::: Excerpted records

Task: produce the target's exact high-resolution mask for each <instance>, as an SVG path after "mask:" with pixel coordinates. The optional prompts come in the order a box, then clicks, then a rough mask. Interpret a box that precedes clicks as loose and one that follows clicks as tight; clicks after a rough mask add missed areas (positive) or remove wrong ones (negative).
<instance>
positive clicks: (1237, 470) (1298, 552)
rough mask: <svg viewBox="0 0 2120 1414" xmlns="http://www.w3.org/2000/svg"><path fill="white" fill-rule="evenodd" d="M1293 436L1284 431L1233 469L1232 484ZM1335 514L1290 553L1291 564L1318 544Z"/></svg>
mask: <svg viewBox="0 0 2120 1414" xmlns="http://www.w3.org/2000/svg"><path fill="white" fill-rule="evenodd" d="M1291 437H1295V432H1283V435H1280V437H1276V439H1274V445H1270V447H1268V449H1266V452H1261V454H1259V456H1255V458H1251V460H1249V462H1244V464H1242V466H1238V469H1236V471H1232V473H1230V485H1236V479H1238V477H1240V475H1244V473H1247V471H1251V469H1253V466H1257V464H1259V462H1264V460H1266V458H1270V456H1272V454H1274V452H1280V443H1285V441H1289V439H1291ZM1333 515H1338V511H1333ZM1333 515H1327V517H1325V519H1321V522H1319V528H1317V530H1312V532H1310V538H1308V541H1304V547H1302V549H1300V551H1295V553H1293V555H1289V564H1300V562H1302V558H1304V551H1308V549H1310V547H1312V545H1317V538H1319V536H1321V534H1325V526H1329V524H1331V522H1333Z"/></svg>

::::::

The problem> Put every line of the records above into a Markdown table with a Row column holding the row number and a Text column holding the line. Skip blank lines.

Result of the exercise>
| Row | Text |
|---|---|
| 1 | Task: produce the target's exact high-resolution mask for each <instance>, as an SVG path after "mask:" with pixel coordinates. The optional prompts come in the order a box, then clicks, then a rough mask. Interpret a box that precedes clicks as loose and one that follows clicks as tight; clicks after a rough mask add missed areas (positive) or remove wrong ones (negative). |
| 2 | <instance> |
| 3 | positive clicks: (1237, 470) (1298, 552) |
| 4 | rough mask: <svg viewBox="0 0 2120 1414" xmlns="http://www.w3.org/2000/svg"><path fill="white" fill-rule="evenodd" d="M1293 436L1284 431L1233 469L1232 484ZM1335 514L1290 553L1291 564L1318 544Z"/></svg> |
| 5 | mask: <svg viewBox="0 0 2120 1414" xmlns="http://www.w3.org/2000/svg"><path fill="white" fill-rule="evenodd" d="M1291 437H1295V432H1283V435H1280V437H1276V439H1274V445H1270V447H1268V449H1266V452H1261V454H1259V456H1255V458H1251V460H1249V462H1244V464H1242V466H1238V469H1236V471H1232V473H1230V485H1236V479H1238V477H1240V475H1244V473H1247V471H1251V469H1253V466H1257V464H1259V462H1264V460H1266V458H1270V456H1272V454H1274V452H1280V443H1285V441H1289V439H1291ZM1333 515H1338V511H1333ZM1333 515H1327V517H1325V519H1321V522H1319V528H1317V530H1312V532H1310V538H1308V541H1304V547H1302V549H1300V551H1295V553H1293V555H1289V564H1300V562H1302V558H1304V551H1308V549H1310V547H1312V545H1317V538H1319V536H1321V534H1325V526H1329V524H1331V522H1333Z"/></svg> |